> [What you have to do]: Show each line of the listing below that contains the string "positive", treating uppercase and lowercase as distinct.
[Given entries — start]
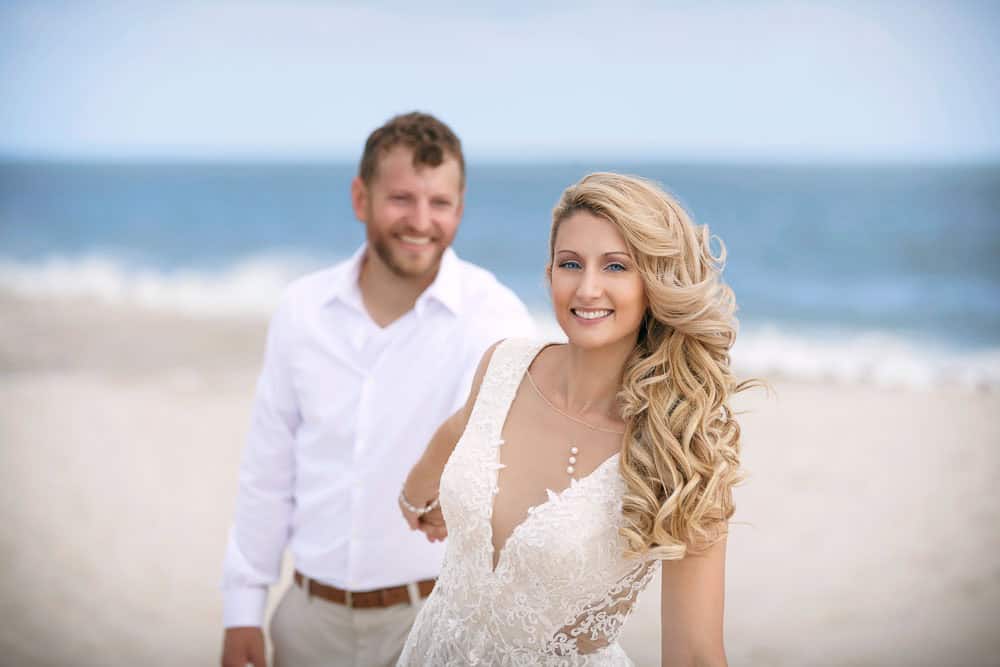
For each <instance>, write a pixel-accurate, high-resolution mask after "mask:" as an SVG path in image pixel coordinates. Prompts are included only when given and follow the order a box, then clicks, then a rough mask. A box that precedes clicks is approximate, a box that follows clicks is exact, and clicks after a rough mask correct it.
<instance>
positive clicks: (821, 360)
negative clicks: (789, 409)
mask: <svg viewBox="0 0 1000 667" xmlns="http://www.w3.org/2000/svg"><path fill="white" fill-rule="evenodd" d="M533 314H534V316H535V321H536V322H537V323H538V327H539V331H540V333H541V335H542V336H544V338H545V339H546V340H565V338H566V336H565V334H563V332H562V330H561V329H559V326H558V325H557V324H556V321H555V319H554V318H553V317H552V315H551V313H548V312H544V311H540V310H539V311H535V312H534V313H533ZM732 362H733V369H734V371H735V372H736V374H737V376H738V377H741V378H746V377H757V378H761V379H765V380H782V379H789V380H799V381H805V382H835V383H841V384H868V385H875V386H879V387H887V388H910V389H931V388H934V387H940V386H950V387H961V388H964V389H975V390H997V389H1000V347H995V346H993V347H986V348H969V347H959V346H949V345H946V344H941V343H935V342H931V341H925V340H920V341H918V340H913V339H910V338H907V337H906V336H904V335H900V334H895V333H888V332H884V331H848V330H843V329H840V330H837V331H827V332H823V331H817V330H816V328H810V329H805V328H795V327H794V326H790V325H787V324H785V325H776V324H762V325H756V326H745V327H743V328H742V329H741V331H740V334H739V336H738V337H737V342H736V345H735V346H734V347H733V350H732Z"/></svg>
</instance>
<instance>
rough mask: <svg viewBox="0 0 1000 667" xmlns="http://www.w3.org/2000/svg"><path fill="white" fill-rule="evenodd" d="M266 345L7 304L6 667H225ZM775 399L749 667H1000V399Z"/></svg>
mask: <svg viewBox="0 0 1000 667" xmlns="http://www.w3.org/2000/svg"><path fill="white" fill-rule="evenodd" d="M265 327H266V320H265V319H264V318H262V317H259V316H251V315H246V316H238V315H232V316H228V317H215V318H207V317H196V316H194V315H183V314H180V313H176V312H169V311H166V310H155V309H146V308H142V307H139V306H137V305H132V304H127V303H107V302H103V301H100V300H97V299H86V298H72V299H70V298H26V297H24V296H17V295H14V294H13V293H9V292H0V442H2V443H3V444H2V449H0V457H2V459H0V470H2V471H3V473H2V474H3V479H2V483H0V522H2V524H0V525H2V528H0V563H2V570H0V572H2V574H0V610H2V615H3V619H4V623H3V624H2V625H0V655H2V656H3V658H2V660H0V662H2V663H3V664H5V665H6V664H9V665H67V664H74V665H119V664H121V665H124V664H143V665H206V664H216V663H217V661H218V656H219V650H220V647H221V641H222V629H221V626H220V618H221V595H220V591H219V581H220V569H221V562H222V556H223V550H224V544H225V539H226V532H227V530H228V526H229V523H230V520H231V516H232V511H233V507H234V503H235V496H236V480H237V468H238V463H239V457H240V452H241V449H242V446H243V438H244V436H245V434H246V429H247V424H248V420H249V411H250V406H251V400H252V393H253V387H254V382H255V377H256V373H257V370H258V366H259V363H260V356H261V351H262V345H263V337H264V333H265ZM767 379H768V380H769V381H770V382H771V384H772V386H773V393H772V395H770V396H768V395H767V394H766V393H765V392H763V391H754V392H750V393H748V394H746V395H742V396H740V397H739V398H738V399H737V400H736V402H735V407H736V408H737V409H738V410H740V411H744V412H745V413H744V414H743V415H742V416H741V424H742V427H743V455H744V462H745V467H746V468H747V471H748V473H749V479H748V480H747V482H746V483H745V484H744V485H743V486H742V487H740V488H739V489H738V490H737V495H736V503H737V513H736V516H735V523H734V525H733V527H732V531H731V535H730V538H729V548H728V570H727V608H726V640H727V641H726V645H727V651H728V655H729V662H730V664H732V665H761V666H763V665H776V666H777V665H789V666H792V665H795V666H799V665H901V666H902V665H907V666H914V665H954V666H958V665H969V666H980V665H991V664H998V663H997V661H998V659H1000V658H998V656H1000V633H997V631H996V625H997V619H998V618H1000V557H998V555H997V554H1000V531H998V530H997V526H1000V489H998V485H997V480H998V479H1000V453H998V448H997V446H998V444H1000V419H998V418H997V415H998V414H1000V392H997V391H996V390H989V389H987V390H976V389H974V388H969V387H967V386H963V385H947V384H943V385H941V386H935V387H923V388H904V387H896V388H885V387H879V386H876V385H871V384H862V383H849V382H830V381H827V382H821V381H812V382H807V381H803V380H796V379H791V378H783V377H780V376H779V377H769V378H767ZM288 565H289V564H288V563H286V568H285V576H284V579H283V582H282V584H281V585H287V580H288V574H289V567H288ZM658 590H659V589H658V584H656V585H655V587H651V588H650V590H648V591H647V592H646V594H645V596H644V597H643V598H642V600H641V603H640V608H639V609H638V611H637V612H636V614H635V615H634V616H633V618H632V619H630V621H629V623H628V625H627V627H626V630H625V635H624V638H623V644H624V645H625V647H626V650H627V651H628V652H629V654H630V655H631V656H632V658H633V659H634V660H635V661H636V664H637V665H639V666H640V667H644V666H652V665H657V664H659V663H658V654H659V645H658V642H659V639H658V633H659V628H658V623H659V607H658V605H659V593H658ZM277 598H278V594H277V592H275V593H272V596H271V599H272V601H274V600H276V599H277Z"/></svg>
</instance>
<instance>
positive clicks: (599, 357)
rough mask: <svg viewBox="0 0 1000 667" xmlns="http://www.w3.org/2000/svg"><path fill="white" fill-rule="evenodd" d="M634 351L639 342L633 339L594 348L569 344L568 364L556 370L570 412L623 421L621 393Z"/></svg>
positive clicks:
[Given entries — finish]
[Given entries — start]
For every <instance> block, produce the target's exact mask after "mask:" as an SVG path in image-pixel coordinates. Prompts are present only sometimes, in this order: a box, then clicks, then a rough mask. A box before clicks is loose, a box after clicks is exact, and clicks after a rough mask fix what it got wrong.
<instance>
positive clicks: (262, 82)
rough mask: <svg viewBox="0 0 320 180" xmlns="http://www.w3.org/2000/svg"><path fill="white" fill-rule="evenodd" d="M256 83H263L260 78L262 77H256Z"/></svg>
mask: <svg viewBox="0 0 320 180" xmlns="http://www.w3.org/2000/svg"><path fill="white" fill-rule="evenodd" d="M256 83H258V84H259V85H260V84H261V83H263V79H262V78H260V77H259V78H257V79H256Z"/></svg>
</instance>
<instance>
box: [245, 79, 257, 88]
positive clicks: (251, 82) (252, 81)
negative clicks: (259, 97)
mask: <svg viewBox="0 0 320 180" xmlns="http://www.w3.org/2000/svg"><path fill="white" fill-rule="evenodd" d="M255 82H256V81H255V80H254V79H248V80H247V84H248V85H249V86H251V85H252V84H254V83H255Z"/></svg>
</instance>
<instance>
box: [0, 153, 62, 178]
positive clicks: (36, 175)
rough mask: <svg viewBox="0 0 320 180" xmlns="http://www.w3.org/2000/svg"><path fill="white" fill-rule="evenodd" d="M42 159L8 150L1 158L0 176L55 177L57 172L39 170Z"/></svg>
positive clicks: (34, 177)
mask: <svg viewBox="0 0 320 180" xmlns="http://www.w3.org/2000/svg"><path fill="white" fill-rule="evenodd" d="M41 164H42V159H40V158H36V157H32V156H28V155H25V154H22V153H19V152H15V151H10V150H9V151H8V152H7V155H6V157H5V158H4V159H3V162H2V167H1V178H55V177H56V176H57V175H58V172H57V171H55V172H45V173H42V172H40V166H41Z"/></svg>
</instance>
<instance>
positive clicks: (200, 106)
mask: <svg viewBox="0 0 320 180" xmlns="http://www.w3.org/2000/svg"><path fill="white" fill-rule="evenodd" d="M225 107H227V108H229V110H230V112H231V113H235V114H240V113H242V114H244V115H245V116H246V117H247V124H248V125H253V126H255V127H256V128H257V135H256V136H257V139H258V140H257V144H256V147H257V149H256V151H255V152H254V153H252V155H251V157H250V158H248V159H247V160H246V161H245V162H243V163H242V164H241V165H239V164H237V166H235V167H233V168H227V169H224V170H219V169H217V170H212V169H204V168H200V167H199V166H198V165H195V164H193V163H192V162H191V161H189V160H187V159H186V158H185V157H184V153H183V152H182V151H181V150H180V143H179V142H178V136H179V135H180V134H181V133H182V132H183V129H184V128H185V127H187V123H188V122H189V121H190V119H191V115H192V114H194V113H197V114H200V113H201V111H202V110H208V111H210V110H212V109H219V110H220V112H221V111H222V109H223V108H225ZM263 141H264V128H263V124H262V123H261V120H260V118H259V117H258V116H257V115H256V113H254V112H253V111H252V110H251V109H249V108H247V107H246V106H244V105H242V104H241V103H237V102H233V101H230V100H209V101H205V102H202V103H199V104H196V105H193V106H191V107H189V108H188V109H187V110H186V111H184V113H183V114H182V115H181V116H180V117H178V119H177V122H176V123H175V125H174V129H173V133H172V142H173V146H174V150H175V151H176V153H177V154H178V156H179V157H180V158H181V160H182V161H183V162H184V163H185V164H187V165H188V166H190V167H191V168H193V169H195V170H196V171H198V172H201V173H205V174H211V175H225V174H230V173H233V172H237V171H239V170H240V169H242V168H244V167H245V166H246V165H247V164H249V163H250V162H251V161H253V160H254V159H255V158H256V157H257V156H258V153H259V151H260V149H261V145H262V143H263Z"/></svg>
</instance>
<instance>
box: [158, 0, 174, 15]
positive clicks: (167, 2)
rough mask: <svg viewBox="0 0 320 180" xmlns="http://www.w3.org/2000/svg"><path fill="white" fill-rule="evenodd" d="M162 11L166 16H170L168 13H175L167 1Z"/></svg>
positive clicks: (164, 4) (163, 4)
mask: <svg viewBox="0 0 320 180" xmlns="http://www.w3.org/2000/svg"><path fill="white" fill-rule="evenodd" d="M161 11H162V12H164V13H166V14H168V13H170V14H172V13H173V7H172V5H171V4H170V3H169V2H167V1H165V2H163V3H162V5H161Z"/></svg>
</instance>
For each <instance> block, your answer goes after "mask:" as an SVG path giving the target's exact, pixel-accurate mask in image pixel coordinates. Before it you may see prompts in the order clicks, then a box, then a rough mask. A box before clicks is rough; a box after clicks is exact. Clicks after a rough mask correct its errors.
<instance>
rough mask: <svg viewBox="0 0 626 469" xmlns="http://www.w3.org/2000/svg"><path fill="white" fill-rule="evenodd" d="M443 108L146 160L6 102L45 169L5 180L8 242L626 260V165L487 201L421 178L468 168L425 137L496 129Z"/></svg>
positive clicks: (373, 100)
[Given entries — finish]
> [Answer space]:
positive clicks: (821, 360)
positive clicks: (599, 357)
positive clicks:
positive clicks: (262, 82)
positive clicks: (251, 82) (252, 81)
positive clicks: (36, 175)
positive clicks: (34, 177)
positive clicks: (200, 106)
positive clicks: (167, 2)
positive clicks: (164, 4) (163, 4)
positive clicks: (373, 100)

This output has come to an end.